Document extract:
__________________________________________________
You might think that a closed door would be no match for a house fire. But the difference between how a room with an open door and a room with a closed door survive a fire is dramatic. Smoke moves up and out and fills a room from the top down. So it reaches the floor last, which means it can't seep beneath the door easily. That's why we're taught to stay low in the case of a fire.
Firefighters have long understood the benefit of compartmentalizing a fire. Fire needs oxygen, fuel and heat to survive. Thus, if a fire can be compartmentalized, its spread will slow because it lacks oxygen. If the oxygen supply is cut off completely, the fire may even go out, Williams says.
"The more control you can have over the oxygen, the more control you can have over the fire," she explains. If you close your bedroom door at night, and a fire starts in the kitchen while you are sleeping, you may have enough time to wake up and figure out what to do. This could give you just enough time to exit the building, or to call 911. But it also might give you a safe place to wait for the fire department while the smoke, heat and toxic fumes are just beyond your door.
__________________________________________________
Exercise instructions:
a: Repeat word for word the part of the passage on closed doors and house fires that opens with the words containing "You might think" and closes with "case of a fire.".
b: Write what comes next in the passage on closed doors and house fires, picking up after its last sentence.

[Referring expression pointing data]
__________________________________________________
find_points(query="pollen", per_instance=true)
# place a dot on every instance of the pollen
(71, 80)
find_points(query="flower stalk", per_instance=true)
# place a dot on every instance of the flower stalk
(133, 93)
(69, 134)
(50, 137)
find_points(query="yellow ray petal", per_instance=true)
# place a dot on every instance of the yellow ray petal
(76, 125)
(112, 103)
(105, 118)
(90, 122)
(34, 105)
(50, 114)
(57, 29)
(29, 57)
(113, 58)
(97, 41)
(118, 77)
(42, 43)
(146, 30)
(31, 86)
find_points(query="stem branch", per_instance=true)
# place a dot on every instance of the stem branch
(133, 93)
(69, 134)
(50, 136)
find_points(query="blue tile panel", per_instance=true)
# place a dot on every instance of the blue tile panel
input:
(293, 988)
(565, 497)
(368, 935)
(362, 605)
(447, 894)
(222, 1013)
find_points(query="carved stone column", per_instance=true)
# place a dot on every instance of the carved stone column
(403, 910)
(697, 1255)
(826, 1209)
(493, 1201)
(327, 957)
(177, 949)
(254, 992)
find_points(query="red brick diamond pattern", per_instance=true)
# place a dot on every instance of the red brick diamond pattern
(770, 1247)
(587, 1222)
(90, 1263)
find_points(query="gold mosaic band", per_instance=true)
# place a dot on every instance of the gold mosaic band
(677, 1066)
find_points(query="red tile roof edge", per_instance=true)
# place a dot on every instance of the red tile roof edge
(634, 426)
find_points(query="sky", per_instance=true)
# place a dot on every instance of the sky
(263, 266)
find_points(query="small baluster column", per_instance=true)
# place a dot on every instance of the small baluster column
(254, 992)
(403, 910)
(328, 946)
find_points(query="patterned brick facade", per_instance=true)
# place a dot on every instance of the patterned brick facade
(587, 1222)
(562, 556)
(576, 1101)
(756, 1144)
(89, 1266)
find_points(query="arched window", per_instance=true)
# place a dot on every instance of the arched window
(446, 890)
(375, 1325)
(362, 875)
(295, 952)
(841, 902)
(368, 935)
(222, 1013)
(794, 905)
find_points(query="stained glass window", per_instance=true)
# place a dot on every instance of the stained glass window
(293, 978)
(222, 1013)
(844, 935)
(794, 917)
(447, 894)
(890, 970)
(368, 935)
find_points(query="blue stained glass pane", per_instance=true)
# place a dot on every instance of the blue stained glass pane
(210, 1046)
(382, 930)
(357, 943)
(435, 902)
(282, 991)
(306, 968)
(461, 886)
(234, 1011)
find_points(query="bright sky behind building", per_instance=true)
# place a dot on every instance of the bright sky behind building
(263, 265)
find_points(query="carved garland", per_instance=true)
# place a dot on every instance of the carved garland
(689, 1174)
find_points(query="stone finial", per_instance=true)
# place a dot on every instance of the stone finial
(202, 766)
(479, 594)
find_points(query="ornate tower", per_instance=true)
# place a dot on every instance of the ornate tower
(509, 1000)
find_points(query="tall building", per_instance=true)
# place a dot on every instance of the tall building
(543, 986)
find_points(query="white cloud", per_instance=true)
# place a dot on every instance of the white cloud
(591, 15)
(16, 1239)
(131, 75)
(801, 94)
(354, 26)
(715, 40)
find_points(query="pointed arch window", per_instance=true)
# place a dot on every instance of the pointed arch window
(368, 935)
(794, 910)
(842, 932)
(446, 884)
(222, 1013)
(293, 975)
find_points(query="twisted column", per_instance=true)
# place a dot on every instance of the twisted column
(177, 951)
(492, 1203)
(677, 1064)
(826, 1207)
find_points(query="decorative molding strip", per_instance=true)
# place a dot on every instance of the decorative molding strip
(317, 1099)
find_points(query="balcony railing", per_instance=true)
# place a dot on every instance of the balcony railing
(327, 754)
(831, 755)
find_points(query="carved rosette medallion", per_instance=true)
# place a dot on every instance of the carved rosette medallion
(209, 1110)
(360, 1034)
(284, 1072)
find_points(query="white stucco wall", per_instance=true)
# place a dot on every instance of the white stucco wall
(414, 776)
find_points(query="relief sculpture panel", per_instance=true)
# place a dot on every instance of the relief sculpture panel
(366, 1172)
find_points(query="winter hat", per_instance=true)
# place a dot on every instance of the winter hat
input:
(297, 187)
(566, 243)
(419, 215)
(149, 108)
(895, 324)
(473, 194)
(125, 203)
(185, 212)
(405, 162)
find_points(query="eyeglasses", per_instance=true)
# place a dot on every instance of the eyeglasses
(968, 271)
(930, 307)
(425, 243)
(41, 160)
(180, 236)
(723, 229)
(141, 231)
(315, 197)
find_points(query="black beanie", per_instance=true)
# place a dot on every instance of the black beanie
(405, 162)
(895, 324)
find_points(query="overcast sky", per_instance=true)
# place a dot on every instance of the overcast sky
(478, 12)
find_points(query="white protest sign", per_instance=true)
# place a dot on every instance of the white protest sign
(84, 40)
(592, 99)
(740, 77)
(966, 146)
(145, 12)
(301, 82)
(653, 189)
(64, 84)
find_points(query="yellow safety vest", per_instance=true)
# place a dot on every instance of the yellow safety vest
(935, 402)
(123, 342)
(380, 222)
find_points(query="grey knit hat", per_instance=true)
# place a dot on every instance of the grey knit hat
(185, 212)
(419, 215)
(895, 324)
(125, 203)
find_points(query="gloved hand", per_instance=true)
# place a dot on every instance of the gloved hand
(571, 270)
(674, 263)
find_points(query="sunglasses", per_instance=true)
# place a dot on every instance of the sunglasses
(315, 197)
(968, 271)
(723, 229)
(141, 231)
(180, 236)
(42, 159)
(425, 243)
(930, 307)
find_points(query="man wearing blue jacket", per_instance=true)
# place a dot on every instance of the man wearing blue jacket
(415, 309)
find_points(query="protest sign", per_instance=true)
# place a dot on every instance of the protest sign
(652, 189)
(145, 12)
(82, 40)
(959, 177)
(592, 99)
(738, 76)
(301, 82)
__________________________________________________
Task-by-task results:
a:
You might think that a closed door would be no match for a house fire. But the difference between how a room with an open door and a room with a closed door survive a fire is dramatic. Smoke moves up and out and fills a room from the top down. So it reaches the floor last, which means it can't seep beneath the door easily. That's why we're taught to stay low in the case of a fire.

b:
Also, in a bedroom with a closed door — even when a fire is raging outside — the temperature can remain below 100 degrees Fahrenheit (37 degrees Celsius) with carbon monoxide levels at 100 PPM (parts per million). Compare that to a room with the door open where temperatures can quickly rise above 1,000 degrees Fahrenheit (377 Celsius) and carbon monoxide levels become extremely toxic at 10,000 PPM.
Williams says you should actually close as many doors as you possibly can at night. One reason it's so important is that home fires spread more quickly today than they used to. Forty years ago, we had about 17 minutes to escape a house fire, but today, that's down to three minutes or less. We can thank contemporary building practices and synthetic materials for the change. Of course, if you can get out, get out.